[start]

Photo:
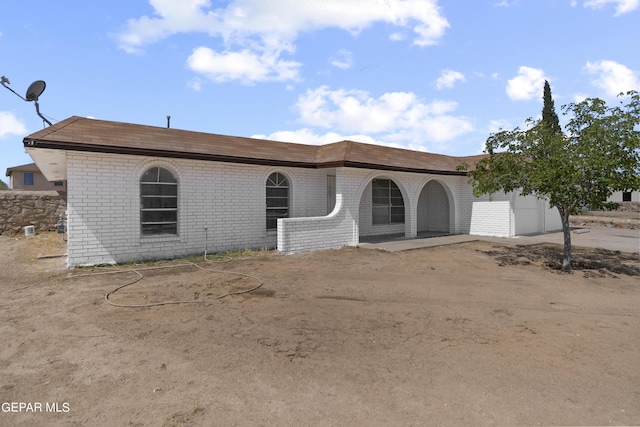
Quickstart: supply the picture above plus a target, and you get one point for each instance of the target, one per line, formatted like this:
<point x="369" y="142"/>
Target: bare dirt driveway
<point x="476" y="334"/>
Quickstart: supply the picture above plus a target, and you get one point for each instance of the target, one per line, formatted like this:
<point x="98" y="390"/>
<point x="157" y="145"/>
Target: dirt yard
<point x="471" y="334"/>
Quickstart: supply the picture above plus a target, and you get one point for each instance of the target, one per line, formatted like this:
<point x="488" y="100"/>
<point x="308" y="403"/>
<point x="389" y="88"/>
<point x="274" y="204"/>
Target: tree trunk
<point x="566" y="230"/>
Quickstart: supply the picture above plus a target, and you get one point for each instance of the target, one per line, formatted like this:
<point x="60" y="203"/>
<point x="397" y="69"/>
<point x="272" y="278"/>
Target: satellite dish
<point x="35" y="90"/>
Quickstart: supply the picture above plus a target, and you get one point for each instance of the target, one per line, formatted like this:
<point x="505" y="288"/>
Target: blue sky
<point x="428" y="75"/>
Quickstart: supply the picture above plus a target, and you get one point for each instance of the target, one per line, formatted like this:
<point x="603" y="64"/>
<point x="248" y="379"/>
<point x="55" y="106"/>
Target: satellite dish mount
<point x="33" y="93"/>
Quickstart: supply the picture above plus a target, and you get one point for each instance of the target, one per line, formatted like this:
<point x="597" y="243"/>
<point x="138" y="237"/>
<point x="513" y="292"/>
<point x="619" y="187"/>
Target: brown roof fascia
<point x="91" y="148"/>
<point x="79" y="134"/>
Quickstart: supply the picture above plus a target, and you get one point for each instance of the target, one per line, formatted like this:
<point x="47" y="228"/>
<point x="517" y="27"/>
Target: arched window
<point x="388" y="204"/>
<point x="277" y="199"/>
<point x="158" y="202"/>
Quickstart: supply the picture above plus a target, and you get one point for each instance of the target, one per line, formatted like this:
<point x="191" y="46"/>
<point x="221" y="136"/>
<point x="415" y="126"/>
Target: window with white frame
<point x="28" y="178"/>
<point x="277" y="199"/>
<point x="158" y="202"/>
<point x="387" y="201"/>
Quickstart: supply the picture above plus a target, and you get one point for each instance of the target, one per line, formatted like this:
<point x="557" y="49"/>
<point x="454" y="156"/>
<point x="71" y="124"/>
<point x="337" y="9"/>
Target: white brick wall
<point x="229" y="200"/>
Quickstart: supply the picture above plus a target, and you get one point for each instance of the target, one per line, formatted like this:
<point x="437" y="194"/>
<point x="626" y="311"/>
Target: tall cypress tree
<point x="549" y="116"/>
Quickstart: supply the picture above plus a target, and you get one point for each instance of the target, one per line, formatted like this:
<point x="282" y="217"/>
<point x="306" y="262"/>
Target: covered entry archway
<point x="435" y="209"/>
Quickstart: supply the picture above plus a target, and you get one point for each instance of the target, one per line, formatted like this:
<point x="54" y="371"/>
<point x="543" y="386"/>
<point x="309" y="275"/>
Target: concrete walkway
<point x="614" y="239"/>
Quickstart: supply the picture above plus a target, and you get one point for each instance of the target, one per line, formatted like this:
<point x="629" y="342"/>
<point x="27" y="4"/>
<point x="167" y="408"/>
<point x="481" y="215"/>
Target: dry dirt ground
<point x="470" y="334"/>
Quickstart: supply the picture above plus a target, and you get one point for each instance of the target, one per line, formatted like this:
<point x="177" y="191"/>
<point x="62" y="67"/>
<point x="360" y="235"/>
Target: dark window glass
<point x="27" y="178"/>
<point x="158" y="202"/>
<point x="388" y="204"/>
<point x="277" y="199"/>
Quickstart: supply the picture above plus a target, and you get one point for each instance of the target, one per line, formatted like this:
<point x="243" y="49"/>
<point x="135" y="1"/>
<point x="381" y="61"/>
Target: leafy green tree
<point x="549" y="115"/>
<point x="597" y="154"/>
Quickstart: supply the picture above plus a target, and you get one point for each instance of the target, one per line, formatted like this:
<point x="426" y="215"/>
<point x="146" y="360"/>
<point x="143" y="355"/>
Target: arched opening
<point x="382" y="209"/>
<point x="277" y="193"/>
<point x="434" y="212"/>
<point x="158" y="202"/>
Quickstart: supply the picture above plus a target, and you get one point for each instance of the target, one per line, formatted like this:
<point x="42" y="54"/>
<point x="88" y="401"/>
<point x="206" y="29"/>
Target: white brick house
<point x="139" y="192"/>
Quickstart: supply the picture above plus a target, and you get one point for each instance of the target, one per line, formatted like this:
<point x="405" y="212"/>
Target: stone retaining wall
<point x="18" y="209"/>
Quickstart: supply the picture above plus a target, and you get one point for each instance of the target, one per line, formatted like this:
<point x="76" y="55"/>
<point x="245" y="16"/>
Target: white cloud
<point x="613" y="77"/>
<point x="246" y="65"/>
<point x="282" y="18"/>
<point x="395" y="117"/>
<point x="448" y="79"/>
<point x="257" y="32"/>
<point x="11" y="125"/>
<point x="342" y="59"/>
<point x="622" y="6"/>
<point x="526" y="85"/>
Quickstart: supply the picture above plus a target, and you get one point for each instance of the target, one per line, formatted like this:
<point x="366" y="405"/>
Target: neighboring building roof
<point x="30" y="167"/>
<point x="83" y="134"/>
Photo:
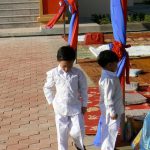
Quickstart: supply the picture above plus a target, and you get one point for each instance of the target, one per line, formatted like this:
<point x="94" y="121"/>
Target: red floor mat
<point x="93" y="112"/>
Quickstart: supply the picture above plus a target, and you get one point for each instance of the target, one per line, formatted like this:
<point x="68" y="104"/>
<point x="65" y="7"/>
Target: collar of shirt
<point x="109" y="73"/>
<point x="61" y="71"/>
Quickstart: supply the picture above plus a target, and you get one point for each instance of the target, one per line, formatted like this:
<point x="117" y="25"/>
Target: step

[end]

Exercise task. Pick out each line of the entries above that contains the word "dish", and copy those lines.

Finished exercise.
Target: satellite dish
Target: satellite dish mount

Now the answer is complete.